### Aim
Report every line of the entries below that contains the word "roof".

### Data section
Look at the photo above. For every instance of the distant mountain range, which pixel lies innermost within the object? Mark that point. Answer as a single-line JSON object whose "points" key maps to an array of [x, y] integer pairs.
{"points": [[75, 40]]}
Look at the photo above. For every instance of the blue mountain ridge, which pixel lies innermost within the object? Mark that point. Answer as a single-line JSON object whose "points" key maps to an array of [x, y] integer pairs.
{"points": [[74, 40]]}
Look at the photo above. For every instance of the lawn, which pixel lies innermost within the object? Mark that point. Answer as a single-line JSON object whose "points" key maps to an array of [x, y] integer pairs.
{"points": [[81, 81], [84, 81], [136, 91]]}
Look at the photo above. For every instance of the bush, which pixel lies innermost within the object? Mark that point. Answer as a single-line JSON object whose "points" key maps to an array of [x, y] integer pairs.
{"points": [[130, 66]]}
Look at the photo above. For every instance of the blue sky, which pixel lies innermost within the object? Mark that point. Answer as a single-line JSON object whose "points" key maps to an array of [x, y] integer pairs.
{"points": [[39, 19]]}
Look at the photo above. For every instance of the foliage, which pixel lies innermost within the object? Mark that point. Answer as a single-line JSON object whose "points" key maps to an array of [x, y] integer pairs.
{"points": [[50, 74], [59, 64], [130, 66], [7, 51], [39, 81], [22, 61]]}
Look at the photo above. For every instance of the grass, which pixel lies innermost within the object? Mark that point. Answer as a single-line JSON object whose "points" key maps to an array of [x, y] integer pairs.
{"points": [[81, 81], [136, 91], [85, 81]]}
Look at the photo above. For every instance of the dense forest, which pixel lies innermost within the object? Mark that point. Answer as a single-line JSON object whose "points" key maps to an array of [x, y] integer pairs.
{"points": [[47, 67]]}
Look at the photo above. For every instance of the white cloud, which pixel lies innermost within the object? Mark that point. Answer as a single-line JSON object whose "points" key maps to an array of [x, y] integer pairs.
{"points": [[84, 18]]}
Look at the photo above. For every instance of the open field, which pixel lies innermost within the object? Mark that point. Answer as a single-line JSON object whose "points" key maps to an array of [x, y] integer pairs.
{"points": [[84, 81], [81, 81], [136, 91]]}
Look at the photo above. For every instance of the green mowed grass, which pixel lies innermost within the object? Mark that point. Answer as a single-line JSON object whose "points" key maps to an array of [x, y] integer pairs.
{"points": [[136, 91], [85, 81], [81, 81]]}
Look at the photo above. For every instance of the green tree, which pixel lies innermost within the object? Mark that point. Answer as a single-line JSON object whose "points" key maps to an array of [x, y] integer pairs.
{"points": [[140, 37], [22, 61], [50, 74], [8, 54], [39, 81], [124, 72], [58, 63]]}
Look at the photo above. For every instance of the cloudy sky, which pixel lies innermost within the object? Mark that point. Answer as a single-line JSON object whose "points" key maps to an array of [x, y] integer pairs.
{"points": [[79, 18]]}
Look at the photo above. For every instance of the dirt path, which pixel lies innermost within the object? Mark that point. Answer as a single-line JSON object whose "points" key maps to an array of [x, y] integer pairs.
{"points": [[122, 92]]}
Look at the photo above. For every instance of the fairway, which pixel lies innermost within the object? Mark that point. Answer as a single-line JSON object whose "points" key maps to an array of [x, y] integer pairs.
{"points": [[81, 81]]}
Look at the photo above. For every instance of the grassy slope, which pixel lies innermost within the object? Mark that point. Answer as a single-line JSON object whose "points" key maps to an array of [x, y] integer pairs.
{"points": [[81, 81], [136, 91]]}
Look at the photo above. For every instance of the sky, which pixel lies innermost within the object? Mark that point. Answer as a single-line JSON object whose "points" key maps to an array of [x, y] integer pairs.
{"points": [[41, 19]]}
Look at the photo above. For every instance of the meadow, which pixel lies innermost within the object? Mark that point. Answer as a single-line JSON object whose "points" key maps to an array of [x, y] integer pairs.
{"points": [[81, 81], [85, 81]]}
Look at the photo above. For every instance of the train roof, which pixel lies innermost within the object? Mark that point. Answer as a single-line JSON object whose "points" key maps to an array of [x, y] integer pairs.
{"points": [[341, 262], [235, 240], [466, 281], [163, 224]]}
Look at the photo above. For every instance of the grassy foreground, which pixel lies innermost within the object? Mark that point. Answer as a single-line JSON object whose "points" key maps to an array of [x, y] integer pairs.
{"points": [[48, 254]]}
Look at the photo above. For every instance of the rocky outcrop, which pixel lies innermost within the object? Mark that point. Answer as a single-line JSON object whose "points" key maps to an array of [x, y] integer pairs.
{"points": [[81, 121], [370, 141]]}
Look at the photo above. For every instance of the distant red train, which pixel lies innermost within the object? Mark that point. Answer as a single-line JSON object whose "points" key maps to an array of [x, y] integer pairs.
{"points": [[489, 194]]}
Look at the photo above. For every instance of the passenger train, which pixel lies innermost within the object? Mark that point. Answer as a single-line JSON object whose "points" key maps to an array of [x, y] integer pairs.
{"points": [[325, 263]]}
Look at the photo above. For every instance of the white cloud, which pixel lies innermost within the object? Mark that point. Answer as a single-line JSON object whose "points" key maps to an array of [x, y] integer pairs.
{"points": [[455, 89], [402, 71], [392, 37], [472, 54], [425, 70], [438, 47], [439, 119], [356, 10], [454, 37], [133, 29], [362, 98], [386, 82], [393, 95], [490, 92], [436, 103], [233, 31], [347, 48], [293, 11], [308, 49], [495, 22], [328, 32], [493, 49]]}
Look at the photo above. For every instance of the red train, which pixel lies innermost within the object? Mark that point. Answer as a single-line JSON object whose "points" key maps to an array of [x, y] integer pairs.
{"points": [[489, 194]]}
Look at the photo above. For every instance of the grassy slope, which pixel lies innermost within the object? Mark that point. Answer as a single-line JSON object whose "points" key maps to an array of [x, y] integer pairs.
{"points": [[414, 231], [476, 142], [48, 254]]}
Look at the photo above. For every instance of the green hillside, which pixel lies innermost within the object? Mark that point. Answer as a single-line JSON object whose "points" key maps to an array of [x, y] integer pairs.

==

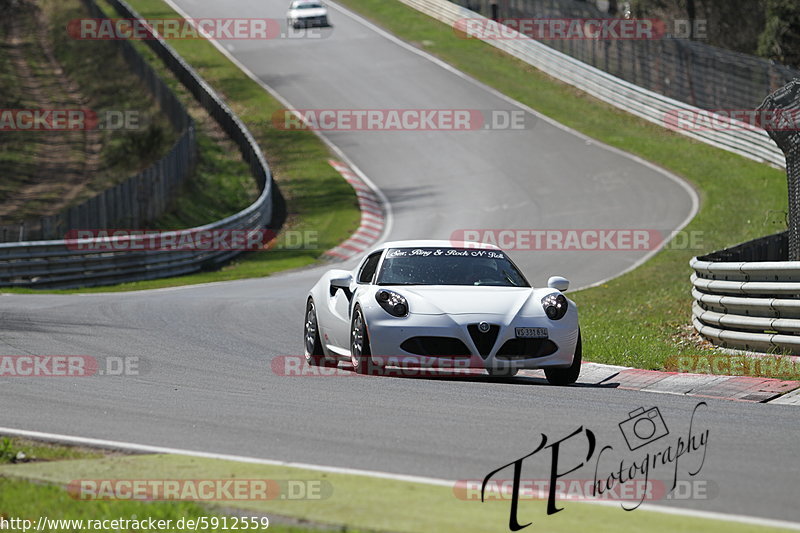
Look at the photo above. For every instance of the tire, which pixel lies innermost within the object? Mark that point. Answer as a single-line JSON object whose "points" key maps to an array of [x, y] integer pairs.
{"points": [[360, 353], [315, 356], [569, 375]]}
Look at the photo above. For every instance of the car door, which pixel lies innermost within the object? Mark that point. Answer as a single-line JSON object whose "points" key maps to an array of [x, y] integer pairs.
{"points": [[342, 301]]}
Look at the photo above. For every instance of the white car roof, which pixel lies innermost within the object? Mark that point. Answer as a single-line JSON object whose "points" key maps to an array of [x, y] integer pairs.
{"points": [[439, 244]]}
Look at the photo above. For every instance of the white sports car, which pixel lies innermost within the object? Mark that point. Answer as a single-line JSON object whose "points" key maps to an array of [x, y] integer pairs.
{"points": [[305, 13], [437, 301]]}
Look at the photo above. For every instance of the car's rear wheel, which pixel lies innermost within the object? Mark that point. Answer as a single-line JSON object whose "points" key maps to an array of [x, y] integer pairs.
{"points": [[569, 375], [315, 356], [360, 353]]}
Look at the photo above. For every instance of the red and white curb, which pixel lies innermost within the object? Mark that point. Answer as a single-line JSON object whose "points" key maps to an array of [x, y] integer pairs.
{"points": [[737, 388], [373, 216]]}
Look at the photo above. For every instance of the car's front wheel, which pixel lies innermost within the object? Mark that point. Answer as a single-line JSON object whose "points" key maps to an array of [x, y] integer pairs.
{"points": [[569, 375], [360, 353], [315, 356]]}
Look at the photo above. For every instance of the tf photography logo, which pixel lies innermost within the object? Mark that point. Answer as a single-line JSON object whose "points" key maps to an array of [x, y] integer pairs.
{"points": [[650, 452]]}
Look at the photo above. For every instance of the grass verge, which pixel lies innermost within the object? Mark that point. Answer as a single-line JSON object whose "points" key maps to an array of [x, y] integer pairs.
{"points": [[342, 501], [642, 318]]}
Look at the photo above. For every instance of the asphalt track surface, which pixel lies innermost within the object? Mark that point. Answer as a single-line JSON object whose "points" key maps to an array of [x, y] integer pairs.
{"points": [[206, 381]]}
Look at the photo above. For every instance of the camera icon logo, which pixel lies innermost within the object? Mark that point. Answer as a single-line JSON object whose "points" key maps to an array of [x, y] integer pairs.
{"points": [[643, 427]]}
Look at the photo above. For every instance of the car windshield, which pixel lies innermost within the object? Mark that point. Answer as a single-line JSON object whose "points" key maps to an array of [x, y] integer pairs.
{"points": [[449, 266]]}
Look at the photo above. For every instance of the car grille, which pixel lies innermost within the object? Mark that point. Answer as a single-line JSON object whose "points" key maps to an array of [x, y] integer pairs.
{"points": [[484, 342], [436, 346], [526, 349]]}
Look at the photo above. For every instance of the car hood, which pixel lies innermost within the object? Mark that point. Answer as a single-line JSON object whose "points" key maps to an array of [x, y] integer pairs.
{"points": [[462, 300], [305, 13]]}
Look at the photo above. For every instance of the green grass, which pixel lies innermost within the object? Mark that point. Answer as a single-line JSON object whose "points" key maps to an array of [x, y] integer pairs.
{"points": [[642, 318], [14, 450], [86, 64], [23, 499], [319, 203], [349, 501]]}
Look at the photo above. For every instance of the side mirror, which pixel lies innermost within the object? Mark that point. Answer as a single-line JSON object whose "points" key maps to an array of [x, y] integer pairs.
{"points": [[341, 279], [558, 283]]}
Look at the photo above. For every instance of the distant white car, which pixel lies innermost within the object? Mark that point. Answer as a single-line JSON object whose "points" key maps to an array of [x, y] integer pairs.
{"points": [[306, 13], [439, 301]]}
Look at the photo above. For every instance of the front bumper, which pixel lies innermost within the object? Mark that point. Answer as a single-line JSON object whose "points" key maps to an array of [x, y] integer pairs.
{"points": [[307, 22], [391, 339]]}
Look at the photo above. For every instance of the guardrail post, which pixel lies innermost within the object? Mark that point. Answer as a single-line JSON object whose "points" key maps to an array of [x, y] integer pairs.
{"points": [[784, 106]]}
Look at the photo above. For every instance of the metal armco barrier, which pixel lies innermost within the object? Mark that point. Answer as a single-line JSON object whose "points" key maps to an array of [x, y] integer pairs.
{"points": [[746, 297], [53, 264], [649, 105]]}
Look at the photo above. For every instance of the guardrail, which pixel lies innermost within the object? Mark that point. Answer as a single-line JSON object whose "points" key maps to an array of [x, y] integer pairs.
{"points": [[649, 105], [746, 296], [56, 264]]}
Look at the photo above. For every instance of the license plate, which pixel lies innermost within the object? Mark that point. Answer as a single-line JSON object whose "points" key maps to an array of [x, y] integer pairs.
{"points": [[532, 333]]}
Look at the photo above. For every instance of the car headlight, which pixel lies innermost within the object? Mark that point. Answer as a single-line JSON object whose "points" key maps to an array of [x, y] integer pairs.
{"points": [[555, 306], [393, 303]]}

### Full answer
Look at the photo above. For every instance of the train roof, which pixel lies innermost within the object? Mark that point. Answer as a single-line JSON object whose "points" key maps to an array of [x, y] integer pairs.
Look at the photo above. For every instance of the white car roof, which pixel lies innermost within the object? Mark that point. Answer as a single-line JSON object whose "points" key maps to an array of [x, y] integer pairs.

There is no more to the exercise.